───── MATERIAL FOR THE TASK

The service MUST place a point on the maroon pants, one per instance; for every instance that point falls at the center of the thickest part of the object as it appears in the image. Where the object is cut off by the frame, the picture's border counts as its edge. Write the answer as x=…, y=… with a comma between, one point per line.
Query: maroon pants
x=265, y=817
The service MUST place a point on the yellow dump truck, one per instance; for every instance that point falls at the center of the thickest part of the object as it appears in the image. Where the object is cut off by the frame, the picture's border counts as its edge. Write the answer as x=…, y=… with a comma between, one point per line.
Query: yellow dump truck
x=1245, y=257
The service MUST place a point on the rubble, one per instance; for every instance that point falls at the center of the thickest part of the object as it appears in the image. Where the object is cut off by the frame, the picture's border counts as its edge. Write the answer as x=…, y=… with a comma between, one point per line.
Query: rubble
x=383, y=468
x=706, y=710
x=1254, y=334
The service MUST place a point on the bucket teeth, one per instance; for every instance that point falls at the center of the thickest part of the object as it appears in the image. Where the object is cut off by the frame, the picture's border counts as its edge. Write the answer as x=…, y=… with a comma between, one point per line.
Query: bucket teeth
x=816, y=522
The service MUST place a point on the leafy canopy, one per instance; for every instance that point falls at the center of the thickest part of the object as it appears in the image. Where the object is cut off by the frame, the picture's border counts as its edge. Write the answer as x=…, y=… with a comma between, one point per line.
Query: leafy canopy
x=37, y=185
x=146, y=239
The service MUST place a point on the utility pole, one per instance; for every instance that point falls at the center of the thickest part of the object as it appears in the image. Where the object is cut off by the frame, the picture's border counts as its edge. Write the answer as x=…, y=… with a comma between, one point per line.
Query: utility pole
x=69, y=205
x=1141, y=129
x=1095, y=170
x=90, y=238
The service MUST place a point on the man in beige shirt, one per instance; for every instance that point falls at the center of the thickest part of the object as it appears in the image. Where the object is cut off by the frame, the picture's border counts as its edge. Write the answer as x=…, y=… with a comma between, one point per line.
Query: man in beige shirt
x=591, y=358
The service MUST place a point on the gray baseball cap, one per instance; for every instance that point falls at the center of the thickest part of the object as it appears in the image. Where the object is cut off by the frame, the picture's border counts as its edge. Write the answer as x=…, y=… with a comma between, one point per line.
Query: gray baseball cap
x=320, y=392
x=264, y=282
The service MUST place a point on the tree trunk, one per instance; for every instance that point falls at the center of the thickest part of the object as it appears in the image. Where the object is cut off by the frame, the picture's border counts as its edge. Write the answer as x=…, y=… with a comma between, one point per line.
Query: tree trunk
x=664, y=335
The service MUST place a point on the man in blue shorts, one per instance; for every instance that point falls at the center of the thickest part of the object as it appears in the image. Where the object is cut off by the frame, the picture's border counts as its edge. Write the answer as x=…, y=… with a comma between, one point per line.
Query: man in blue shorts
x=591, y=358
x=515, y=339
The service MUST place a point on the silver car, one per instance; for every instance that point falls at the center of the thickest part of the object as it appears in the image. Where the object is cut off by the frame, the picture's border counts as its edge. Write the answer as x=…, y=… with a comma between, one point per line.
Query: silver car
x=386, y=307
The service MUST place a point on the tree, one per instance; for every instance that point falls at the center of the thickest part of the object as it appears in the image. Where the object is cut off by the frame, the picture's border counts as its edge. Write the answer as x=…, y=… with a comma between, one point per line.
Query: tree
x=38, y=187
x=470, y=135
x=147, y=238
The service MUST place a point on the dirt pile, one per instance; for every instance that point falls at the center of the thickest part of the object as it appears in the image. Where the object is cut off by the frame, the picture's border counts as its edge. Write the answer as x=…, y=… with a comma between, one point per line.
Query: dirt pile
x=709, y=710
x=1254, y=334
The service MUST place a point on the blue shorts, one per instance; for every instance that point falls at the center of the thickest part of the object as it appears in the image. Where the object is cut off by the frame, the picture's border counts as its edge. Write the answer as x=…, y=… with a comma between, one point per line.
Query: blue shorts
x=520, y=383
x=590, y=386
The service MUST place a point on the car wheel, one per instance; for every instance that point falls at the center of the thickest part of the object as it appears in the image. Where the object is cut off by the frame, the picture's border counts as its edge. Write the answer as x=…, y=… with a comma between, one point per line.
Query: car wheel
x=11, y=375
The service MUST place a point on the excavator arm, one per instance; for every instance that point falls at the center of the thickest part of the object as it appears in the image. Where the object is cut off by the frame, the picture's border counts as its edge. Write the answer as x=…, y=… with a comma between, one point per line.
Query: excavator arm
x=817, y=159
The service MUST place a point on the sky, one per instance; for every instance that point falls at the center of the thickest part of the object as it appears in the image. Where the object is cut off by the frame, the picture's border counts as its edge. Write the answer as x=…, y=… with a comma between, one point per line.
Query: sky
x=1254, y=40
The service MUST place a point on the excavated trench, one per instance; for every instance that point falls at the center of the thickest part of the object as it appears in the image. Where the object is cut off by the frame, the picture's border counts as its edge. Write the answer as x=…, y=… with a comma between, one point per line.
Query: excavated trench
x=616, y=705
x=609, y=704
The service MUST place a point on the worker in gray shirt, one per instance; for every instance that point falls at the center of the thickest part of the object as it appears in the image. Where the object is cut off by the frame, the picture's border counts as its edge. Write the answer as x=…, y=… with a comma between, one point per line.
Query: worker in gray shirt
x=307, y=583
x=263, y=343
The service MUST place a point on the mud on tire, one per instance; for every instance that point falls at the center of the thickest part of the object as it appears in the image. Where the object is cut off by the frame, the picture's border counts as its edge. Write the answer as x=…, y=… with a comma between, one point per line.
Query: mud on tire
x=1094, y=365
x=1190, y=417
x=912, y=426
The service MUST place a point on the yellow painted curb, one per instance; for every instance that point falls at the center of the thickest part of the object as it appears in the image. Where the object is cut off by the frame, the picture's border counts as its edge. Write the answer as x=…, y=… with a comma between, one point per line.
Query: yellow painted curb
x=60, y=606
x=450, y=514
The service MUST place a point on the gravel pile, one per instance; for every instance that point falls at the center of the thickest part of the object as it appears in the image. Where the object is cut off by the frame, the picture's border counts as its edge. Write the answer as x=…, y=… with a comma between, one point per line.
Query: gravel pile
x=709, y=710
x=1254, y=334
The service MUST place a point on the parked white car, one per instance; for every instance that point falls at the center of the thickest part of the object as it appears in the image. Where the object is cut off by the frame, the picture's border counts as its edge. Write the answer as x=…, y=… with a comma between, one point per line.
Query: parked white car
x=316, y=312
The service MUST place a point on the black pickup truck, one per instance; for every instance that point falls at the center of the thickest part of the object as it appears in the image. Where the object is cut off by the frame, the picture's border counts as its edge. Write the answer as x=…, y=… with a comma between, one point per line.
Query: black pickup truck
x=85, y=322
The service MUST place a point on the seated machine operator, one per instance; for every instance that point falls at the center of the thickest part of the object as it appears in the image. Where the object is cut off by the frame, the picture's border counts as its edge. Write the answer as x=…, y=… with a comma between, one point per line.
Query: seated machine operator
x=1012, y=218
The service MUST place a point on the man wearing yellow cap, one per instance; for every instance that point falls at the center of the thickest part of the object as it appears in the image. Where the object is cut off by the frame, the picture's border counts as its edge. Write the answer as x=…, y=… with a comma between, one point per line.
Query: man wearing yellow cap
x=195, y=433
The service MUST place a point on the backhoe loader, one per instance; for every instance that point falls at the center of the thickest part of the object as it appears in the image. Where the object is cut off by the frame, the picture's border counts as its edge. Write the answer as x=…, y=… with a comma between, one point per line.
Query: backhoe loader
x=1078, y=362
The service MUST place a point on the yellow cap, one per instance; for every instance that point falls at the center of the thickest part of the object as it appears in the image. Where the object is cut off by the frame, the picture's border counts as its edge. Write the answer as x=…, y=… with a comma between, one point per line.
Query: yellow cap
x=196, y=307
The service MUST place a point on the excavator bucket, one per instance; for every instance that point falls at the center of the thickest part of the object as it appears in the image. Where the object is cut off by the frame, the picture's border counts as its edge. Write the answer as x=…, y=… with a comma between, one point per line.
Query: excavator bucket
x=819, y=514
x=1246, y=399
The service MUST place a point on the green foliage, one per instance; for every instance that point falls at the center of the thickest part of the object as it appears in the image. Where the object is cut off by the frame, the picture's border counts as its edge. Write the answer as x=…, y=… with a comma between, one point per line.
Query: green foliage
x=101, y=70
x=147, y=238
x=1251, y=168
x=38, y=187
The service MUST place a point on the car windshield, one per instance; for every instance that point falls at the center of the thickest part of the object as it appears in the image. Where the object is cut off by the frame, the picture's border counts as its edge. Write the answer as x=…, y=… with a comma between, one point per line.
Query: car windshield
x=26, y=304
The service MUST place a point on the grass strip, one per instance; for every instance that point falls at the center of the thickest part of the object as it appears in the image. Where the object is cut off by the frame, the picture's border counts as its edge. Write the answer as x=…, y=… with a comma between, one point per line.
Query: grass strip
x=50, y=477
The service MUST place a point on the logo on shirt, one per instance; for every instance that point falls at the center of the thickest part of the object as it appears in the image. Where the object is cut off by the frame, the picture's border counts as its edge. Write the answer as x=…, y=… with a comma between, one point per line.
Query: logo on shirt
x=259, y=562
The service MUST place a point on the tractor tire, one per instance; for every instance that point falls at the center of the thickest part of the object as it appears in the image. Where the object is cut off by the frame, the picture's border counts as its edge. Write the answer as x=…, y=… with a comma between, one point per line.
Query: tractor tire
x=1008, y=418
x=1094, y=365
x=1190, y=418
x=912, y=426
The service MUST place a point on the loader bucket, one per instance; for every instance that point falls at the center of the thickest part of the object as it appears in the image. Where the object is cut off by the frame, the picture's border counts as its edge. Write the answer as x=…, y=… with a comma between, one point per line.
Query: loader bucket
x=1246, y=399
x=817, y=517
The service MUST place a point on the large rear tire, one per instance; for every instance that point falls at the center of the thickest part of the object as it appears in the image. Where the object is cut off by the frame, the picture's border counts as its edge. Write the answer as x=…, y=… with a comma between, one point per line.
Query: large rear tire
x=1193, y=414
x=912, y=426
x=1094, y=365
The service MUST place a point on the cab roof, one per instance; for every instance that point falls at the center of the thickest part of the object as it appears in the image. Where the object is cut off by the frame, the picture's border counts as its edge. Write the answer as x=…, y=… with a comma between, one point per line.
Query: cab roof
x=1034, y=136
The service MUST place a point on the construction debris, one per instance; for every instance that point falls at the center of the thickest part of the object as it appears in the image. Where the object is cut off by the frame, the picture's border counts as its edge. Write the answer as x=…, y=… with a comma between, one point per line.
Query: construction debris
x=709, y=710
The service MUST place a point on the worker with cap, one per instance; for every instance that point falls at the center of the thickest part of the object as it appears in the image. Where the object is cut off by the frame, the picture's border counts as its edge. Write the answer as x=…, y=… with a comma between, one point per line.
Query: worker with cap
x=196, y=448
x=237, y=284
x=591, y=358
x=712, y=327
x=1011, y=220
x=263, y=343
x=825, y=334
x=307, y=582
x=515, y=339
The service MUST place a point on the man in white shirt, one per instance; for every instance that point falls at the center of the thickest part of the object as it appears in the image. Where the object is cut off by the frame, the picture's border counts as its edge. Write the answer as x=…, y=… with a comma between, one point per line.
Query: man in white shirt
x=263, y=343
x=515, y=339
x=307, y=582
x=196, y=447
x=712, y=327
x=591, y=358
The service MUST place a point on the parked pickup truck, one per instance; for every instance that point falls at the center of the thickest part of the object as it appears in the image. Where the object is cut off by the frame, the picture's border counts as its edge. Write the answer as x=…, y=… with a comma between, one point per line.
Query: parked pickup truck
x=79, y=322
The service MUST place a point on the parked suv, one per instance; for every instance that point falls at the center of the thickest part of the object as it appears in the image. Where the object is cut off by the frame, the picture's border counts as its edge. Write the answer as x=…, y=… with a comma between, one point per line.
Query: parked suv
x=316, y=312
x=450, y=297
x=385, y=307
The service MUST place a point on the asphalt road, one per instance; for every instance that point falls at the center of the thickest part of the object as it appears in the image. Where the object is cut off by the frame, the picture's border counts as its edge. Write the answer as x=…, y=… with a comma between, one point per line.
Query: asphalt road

──────────

EXERCISE OBJECTIVE.
Find how many lines of the entries contain "road". Respond with the number only.

RESULT FOR THIS EXERCISE.
2